SELECTED TEXT:
----
Laki Craters

Laki craters or Lakagígar Craters are a 25 kilometers long volcanic fissure with numerous volcanic craters. It is part of a volcanic system that lies between Mýrdalsjökull and Vatnajökull glaciers.

Dark History

This system erupted for over 5 months during 1783-84 and had devastating consequences which led to famine whereas the enormous poisonous clouds killed over 50% of Iceland’s livestock population. This eruption which is also referred to as Skaftáreldar and its aftermath is believed to have been one of the most devastating volcanic eruption in the planet in historical times and the volume of lava issued from the craters is the greatest from a single eruption on Earth in more that thousand years. It is believed to have caused the death of over six million people globally due to temperature drops which caused crop failures in Europe and even further away and led to famine worldwide. Dark clouds of volcanic ash and toxic gases were carried with wind all across Iceland and further to the European continent and further. It blocked sunlight and the following years were extremely cold in all of the Northern Hemisphere, where temperatures dropped considerably and caused extensive crop failures both in Iceland as well as in other countries. It is believed that growing discontent of French farmers had serious consequences a few years later. The farmers had asked their king to lower taxes due to the crop failures, but his refusal to do so, eventually led to the French Revolution a few years later. Both the ashes and toxic gases threatened lives of both people and livestock in Iceland and thousands of people perished. Iceland was under Danish rule at the time and the situation was so bad in Iceland that the Danish king seriously considered to evacuate the entire population of Iceland to Denmark.


This did not come to be, but instead, reindeer were brought to Iceland from Norway, in the hope that the Icelanders would be able to use them like Sami people did in the Northern parts of Scandinavia. The descendants of those reindeer are still living wild in the eastern part of the Icelandic highlands. The lava field from the eruption is extensive and covers about 600 square kilometers.


There is a rough about 90 kilometers long gravel road to Laki Craters from the main circular highway. This road is only passable by 4x4 vehicles with a high road clearance during middle of summer and should not be attempted by small 4x4 cars.
----
DATASET:
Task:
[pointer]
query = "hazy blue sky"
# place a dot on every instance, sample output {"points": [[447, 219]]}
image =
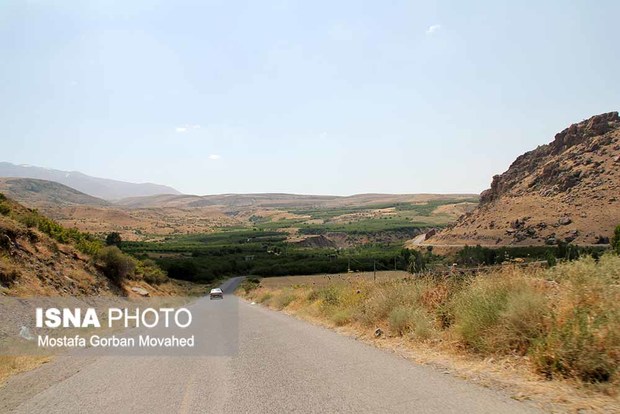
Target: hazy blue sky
{"points": [[334, 97]]}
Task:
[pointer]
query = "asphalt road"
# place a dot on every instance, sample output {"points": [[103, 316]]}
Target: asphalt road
{"points": [[282, 365]]}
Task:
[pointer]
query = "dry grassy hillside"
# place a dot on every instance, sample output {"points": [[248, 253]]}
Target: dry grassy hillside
{"points": [[40, 258], [568, 190], [41, 193]]}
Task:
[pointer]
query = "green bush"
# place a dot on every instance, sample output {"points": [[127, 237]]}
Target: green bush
{"points": [[265, 297], [113, 239], [8, 273], [148, 271], [342, 317], [4, 209], [414, 322], [249, 284], [116, 265]]}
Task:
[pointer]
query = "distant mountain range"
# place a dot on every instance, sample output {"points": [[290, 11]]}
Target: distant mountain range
{"points": [[97, 187], [42, 194]]}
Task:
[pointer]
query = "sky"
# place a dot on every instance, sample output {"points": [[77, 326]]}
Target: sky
{"points": [[313, 97]]}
----
INSTRUCTIONS:
1 – In the Laki Craters text, about how much area does the lava field from the eruption cover?
2 – Copy word for word the part of the Laki Craters text starting at "This did not" and ending at "small 4x4 cars.".

ANSWERS TO THE EXERCISES:
1 – About 600 square kilometers.

2 –
This did not come to be, but instead, reindeer were brought to Iceland from Norway, in the hope that the Icelanders would be able to use them like Sami people did in the Northern parts of Scandinavia. The descendants of those reindeer are still living wild in the eastern part of the Icelandic highlands. The lava field from the eruption is extensive and covers about 600 square kilometers.


There is a rough about 90 kilometers long gravel road to Laki Craters from the main circular highway. This road is only passable by 4x4 vehicles with a high road clearance during middle of summer and should not be attempted by small 4x4 cars.